## Selected excerpt:
= = = = =

For Momma - Memorial Slide Show (Turn Playlist Music off before watching)

Thursday, August 11, 2011

Chocolate Covered Peanuts & Gumdrops - Part 3 of Amongst My Momma's Treasures


When I started doing holiday dinners at my house I think I really pushed the limits of my husbands patience with me. I wanted every corner of the house scrubbed and polished so it shined when our guest arrived. Each picture that hung on the wall was removed so that I could clean the glass and polish the frame. Every little tchotchke was placed on the counter for a good washing. My normal laid back attitude changed to one of a woman crazed, obsessive and cranky to boot! Honestly sometimes I wonder how he put up with me at times. He would remind me that the ones coming were family and that they were not going to look under the beds to see if I had run the vacuum under them. What he didn't understand was that I wanted everything to be special and that for me that it was in the details.

Momma seemed to do all this so effortlessly through the years. I remember her being teased about how clean her home was by my Uncle Leon, he would reach up to the top of the kitchen cupboards and wipe his hand along the edge and tell her that he found a spot she missed. She would laugh at him and give him a little smack on the arm. The next day though she would be on the stepping stool wiping it down. Such a silly little memory, I know.

Everything Momma did was done with a servants heart. So many times she would offer to help me with whatever I was doing and I would refuse. It wasn't because I didn't want her help, it was because I let my pride get in my way. Gosh darn it – it was my dirt and I didn't think it was right to have anyone else have to deal with it. I'm still that way now, but I am trying to work on the pride thing. One time in particular that I'll never forget took place not long after I had had a major heart attack. I had been complaining to her about how difficult it was for me to do things because I would get worn out so fast. When she offered to help me I refused once again. Even today, 10 years later, her words to me that day ring in my head: “Terri – did you every consider that by letting me help you, you are giving me a gift?” - Whoa – my brain went numb for a moment at her words, I responded with: “But, it's not right for you to feel you have to come do this for me – you have so much of your own to do.” In her calm, but strong voice she responded: “But, Terri, by refusing me you are denying me the joy of giving my time to you. You complain to me all the time about the kids not letting you help them when you offer, but you do the same thing.” Well what could I say – she was right.

After Momma's memorial service so many people came over to me and expressed how she had “stood in the gap” for them or for a family member. One lady told me how my folks would go out of the way to pick up her mother and take her places when she no longer could drive. Over and over I heard these remarks. They were things that I did not know about, but, were not a surprise. Many people say - “If you need anything just let me know” - My Momma never waited to be asked she was just there doing whatever needed to be done and always with a joyful heart.

= = = = =

## Provided material:
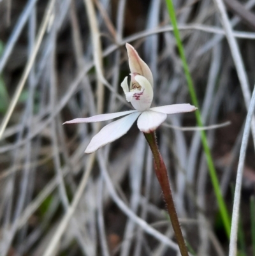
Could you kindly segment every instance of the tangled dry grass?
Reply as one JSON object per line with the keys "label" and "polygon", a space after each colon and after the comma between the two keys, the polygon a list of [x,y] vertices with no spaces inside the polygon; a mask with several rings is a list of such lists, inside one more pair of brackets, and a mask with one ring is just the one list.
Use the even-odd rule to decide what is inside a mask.
{"label": "tangled dry grass", "polygon": [[[231,213],[231,184],[254,80],[255,26],[247,26],[248,15],[235,8],[222,20],[217,1],[175,2]],[[252,15],[255,1],[239,3]],[[62,125],[129,109],[120,87],[129,72],[126,42],[152,70],[155,105],[191,102],[164,1],[2,0],[0,24],[1,256],[177,255],[142,133],[133,127],[85,155],[102,124]],[[157,131],[158,142],[189,248],[198,255],[224,255],[228,241],[200,132],[182,128],[190,126],[196,126],[194,114],[171,116]],[[251,137],[241,202],[247,255],[252,255],[254,140]]]}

= = = = =

## What the task asks:
Write out, word for word, the stretch of the post about Momma from "When I started" through "in the details.".

## Reply to the task:
When I started doing holiday dinners at my house I think I really pushed the limits of my husbands patience with me. I wanted every corner of the house scrubbed and polished so it shined when our guest arrived. Each picture that hung on the wall was removed so that I could clean the glass and polish the frame. Every little tchotchke was placed on the counter for a good washing. My normal laid back attitude changed to one of a woman crazed, obsessive and cranky to boot! Honestly sometimes I wonder how he put up with me at times. He would remind me that the ones coming were family and that they were not going to look under the beds to see if I had run the vacuum under them. What he didn't understand was that I wanted everything to be special and that for me that it was in the details.